▶ Challenge:
Count the lines in the items that contain the word "table", and reply with only that number.
###
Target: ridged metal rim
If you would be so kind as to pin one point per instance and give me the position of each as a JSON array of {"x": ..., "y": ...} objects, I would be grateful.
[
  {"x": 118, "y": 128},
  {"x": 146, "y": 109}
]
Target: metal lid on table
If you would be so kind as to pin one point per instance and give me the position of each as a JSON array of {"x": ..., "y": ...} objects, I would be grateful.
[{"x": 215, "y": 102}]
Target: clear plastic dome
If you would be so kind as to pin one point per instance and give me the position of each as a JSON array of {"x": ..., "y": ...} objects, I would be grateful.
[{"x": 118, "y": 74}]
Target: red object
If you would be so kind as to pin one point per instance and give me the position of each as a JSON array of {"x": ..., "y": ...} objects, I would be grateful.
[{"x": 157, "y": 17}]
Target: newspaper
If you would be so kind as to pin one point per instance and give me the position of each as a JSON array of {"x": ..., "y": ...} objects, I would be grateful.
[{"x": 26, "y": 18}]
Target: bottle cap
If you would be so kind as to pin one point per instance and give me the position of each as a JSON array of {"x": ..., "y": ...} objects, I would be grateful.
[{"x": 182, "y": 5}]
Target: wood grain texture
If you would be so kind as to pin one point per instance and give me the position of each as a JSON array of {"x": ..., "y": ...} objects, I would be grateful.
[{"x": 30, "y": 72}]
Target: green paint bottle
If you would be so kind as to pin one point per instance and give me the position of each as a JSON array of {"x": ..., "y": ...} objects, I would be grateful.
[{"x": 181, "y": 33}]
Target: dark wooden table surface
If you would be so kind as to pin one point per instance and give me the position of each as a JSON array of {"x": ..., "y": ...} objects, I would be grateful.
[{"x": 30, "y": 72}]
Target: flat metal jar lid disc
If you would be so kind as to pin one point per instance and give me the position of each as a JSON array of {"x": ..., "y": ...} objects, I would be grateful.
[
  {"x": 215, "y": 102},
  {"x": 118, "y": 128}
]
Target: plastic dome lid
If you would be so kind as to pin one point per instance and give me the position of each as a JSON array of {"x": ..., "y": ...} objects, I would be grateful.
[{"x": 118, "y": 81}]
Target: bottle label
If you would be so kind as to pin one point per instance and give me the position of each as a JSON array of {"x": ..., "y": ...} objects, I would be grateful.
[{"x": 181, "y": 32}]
###
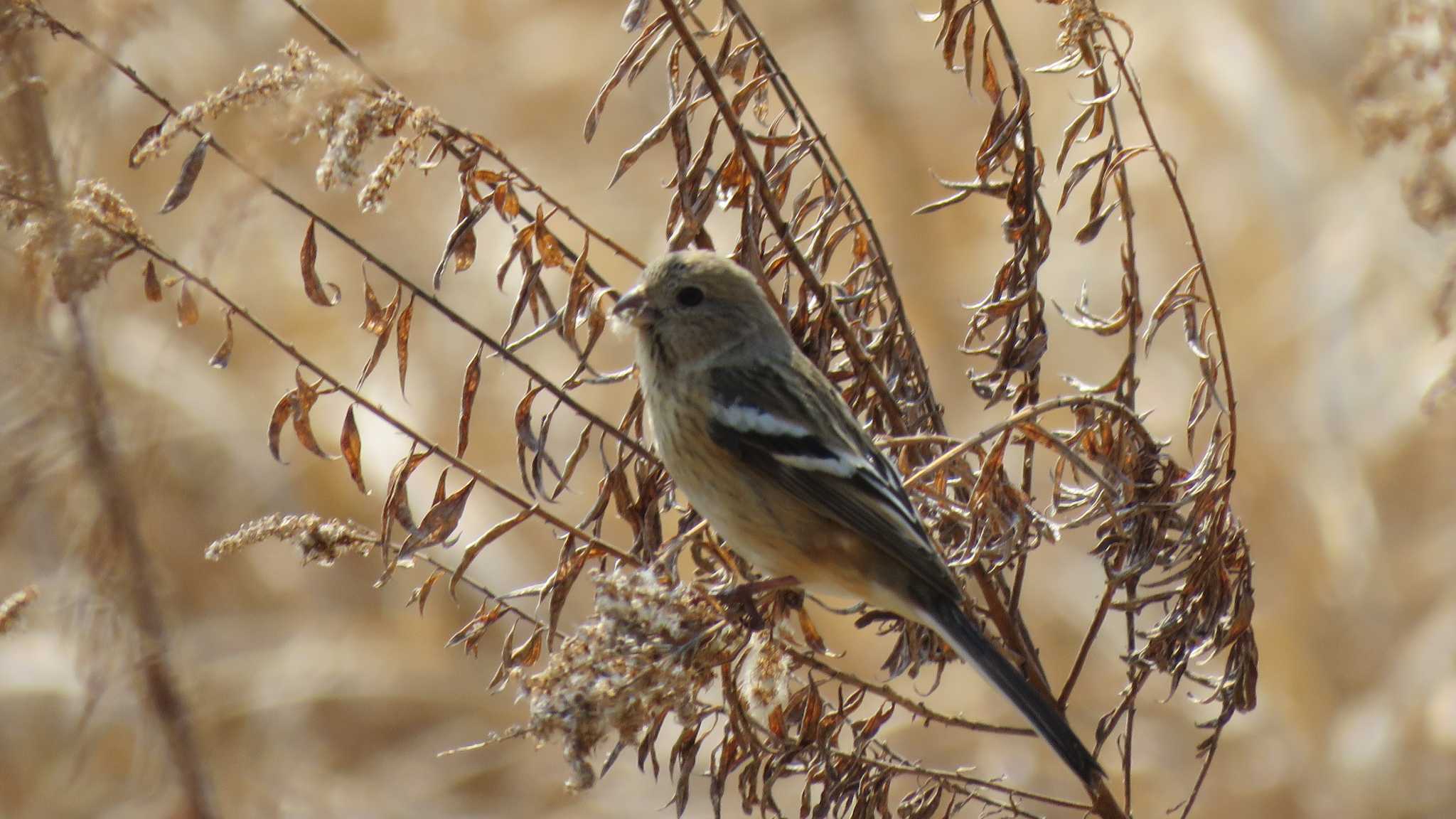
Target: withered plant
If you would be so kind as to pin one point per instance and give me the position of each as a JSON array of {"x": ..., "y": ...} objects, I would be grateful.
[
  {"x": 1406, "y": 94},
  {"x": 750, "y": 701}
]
###
▶ Output for this task:
2